WHAT IS REQUIRED. The expected response is the full set of records, unchanged.
+ + +
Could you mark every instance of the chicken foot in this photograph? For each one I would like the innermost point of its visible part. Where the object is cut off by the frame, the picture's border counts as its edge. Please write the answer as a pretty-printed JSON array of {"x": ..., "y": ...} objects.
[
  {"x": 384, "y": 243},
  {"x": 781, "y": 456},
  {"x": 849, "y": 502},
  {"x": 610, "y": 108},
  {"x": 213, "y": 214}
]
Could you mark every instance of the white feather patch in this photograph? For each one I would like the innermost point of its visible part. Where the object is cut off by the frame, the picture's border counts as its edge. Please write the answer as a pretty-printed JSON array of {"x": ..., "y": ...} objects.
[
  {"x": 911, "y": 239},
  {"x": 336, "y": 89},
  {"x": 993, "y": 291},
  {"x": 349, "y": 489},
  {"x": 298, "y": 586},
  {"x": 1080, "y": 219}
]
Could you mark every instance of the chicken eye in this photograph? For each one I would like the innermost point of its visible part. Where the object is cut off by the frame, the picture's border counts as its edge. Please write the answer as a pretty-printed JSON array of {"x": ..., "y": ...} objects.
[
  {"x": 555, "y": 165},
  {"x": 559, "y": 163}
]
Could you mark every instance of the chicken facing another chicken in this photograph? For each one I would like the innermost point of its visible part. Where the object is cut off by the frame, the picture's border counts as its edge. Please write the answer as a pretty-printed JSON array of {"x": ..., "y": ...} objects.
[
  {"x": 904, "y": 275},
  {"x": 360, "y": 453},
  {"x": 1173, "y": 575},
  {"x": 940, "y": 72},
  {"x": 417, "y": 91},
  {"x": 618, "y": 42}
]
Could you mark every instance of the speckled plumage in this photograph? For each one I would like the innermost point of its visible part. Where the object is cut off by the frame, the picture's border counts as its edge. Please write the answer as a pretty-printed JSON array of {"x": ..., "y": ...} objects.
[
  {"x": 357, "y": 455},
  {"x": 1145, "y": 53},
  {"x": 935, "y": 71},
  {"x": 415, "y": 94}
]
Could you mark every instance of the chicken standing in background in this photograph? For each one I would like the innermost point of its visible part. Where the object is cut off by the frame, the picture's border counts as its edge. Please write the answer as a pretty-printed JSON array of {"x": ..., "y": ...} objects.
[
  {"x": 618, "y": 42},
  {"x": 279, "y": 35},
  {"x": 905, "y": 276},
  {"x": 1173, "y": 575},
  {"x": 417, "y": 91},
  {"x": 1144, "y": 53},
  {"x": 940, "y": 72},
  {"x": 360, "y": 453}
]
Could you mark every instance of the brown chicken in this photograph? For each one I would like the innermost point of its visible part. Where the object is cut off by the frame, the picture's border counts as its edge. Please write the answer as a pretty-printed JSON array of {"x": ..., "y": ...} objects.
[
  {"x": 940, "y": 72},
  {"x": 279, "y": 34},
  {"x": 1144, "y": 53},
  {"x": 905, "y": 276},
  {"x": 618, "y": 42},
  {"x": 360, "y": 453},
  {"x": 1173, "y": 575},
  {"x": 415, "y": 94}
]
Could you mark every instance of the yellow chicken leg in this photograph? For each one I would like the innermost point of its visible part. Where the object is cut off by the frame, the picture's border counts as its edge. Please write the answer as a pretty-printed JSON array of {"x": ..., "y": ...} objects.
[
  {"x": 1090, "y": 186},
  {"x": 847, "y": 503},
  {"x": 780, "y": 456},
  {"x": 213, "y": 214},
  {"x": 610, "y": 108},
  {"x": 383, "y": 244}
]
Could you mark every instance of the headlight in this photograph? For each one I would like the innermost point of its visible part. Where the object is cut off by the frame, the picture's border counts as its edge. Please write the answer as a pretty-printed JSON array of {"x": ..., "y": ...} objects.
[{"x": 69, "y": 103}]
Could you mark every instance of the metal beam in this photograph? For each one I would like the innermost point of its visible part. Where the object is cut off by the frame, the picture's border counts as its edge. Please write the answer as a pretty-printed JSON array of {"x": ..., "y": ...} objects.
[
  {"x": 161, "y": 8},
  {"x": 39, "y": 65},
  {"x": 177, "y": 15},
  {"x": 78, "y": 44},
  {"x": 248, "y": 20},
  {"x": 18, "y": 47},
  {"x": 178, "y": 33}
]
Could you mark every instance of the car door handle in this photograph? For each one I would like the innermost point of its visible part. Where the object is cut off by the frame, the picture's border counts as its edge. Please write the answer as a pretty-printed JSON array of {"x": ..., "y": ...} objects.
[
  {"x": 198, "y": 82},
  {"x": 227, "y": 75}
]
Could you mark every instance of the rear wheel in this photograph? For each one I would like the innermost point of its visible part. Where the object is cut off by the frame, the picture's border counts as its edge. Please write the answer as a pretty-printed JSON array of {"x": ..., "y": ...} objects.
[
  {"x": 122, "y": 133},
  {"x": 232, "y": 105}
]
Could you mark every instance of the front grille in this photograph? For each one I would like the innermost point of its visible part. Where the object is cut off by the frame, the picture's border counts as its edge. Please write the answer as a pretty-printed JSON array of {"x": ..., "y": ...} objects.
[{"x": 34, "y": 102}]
+ + +
RESULT FOR THIS TASK.
Could you mark every instance of the chicken foot in this photograph? For each one I would like the innermost point of its visible part. Where the object is cut off by the frame, the picture's border counts as its edge. Please write the answer as a pretty-printed JSON array of {"x": ..., "y": ...} objects.
[
  {"x": 384, "y": 243},
  {"x": 781, "y": 456},
  {"x": 849, "y": 502},
  {"x": 610, "y": 108},
  {"x": 213, "y": 214}
]
Could you mark every instance of the white feather patch in this photograph? For each one I would like the innermost point of its visible part. Where the object is cut off by the frame, the picture's border counts as its edge. Please write the answer as a pretty-printed JSON array of {"x": ..., "y": ...} objects.
[
  {"x": 911, "y": 239},
  {"x": 336, "y": 89},
  {"x": 993, "y": 291},
  {"x": 349, "y": 489},
  {"x": 298, "y": 586},
  {"x": 1080, "y": 219}
]
Could you mark every instance of the chicken eye in this photograph? For each one I would like the innermost point of its visible part. Where the object is cut off by the frame, the picture's border counts as its edge. Please write the answer as a pretty-printed JSON array of {"x": ..., "y": ...} objects.
[
  {"x": 555, "y": 165},
  {"x": 559, "y": 163}
]
Could you mark every instance of the chicken facing another chicken in this photograph? For each one I would like the innermost point of its visible part. Where the object is cut off by the frame, the picture's border counts as its edge. Please write the answer as a pretty-printed JSON array of {"x": ..., "y": ...} objects.
[
  {"x": 904, "y": 275},
  {"x": 360, "y": 453},
  {"x": 1173, "y": 575},
  {"x": 940, "y": 72},
  {"x": 417, "y": 91},
  {"x": 618, "y": 42}
]
Could you mark every instance of the speckled plumage in this photograph? For each one I would like the innermost point of its visible part. Where the object is cut off by the frame, the picture's border counts as its edge. Please write the answer as a pretty-printed JSON array of {"x": ..., "y": ...} objects.
[
  {"x": 357, "y": 455},
  {"x": 1145, "y": 53},
  {"x": 935, "y": 71},
  {"x": 415, "y": 94}
]
Could you mark every instance of the chicken standing in background in this photograph? For each one I would like the innermost point of its visible part. Where the object is cut off by the frame, the picture's border counts as its edge. Please write the answer as a pretty-printed JSON array of {"x": ..., "y": ...} objects.
[
  {"x": 618, "y": 42},
  {"x": 279, "y": 35},
  {"x": 905, "y": 276},
  {"x": 1173, "y": 575},
  {"x": 417, "y": 91},
  {"x": 1144, "y": 53},
  {"x": 940, "y": 72},
  {"x": 360, "y": 453}
]
Could you mark every instance of the brown chicken in this photograph? For each one I would like the innermost point of its visible part. Where the object is cut off by the frame, the picture's border counts as its edge. Please write the answer as a pretty-printed JSON array of {"x": ..., "y": ...} objects.
[
  {"x": 940, "y": 72},
  {"x": 279, "y": 34},
  {"x": 1144, "y": 53},
  {"x": 905, "y": 276},
  {"x": 618, "y": 42},
  {"x": 360, "y": 453},
  {"x": 1173, "y": 575},
  {"x": 415, "y": 94}
]
Could you mark every instance of the yellow chicken leg in this photograph? For each one I would like the innermost point of its visible part. Where the object is cut off by the frame, the picture's border counts as its edge. Please write the answer as a pretty-printed JSON array of {"x": ..., "y": ...} objects.
[
  {"x": 1090, "y": 186},
  {"x": 847, "y": 503},
  {"x": 780, "y": 456},
  {"x": 213, "y": 214},
  {"x": 610, "y": 108},
  {"x": 383, "y": 244}
]
Could you mark every instance of the headlight in this photograph? For each one I would like the innermost point of its visible part. Where the object is cut off by the frame, the picture's border counts as its edge. Please write the answer as a pretty-printed JSON array of {"x": ..., "y": ...} objects.
[{"x": 69, "y": 103}]
Could you mark every instance of the metal beam in this photograph? For each one I would like the innermost point of its visible part. Where the object is cut off by the frame, the picture's border counts as its edge. Please write the answer as a pretty-printed JSON array of {"x": ..., "y": ...} objects.
[
  {"x": 161, "y": 8},
  {"x": 39, "y": 65},
  {"x": 177, "y": 15},
  {"x": 78, "y": 44},
  {"x": 248, "y": 20},
  {"x": 18, "y": 47},
  {"x": 178, "y": 33}
]
Could you mark every instance of the car door handle in this photograph? For each one I would like the innermost point of its visible part. Where the object is cut off by the frame, the picture's border counts as its edge. Please write the answer as a pretty-printed JSON array of {"x": ..., "y": ...} objects.
[
  {"x": 198, "y": 82},
  {"x": 227, "y": 75}
]
Could you mark every instance of the rear wheel in this photograph? For each one I would like the innermost point of its visible part. Where the object is cut off by the frame, the picture's border counts as its edge. Please write the answer as a pretty-printed JSON array of {"x": ..., "y": ...} objects.
[
  {"x": 122, "y": 133},
  {"x": 232, "y": 105}
]
Could you mark every instance of the front grille in this photograph? For each one I would like the innermost point of its visible part. Where the object is cut off by the frame, the picture's border counts as its edge. Please write the answer as a pretty-printed JSON array of {"x": ..., "y": ...} objects.
[{"x": 34, "y": 102}]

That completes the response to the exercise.